▶ 작업
아래 항목 전체를 다시 쓰되, "strawberry" 자리에 "tomato" 표현을 넣고 나머지는 그대로 두십시오. 답변에는 그림을 넣지 마십시오.

▶ 제공된 항목
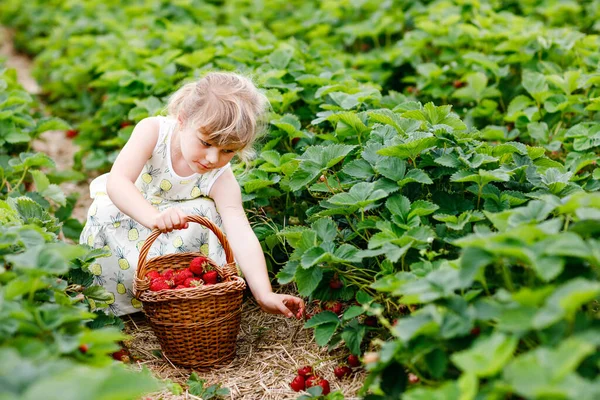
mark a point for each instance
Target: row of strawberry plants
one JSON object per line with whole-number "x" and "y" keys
{"x": 342, "y": 176}
{"x": 509, "y": 74}
{"x": 51, "y": 345}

▶ 아래 응답
mark a point for each instance
Target: row of tomato plants
one JSON object per line with whole-number "x" and "y" keys
{"x": 342, "y": 176}
{"x": 509, "y": 74}
{"x": 51, "y": 345}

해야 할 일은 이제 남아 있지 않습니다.